### What this task involves
Wherever a line in the records below contains "rough", copy that line.

### Dataset entries
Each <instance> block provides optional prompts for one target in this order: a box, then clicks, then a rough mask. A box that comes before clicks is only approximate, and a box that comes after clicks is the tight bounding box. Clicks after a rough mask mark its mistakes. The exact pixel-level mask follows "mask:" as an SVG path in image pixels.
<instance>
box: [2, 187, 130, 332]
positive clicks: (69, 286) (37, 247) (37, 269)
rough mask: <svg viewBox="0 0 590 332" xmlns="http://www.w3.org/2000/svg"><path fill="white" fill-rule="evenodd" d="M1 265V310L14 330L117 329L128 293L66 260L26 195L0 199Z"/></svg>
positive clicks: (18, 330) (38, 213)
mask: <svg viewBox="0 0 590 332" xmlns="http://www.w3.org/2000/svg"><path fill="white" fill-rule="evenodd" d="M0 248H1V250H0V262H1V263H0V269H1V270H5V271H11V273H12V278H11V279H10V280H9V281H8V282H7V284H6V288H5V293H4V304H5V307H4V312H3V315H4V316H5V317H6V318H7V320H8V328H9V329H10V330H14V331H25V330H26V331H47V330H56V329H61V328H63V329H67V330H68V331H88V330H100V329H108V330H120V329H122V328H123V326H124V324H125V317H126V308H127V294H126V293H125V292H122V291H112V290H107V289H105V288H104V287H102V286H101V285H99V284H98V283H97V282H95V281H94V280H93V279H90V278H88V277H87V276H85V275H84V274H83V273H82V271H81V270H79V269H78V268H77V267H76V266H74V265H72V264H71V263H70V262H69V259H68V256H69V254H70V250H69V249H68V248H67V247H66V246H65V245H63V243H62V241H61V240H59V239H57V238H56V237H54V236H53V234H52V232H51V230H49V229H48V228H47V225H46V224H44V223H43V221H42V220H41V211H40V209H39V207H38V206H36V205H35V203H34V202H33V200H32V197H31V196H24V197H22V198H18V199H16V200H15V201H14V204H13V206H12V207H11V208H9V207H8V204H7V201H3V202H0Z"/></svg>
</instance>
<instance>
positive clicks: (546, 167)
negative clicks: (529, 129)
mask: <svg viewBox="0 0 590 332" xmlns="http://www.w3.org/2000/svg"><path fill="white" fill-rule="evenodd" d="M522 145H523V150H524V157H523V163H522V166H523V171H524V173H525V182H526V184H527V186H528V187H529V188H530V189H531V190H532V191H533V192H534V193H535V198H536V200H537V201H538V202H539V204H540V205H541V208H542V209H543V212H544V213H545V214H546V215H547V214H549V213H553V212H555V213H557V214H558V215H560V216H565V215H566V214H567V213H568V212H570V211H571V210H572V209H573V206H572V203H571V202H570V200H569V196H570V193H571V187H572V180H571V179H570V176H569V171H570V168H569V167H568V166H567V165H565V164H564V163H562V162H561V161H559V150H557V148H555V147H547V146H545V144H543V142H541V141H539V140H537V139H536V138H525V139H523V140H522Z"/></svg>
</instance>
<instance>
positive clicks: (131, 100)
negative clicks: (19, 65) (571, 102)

### Your solution
Each <instance> block provides optional prompts for one target in this order: a box, then clicks, then a rough mask. A box that comes before clicks is only approximate, and a box that comes after clicks is the tight bounding box. Clicks after a rough mask mark its mistakes. The exact pixel-level mask follows "mask:" as an SVG path in image pixels.
rough mask: <svg viewBox="0 0 590 332" xmlns="http://www.w3.org/2000/svg"><path fill="white" fill-rule="evenodd" d="M1 265V310L14 330L117 329L128 293L66 260L26 195L0 199Z"/></svg>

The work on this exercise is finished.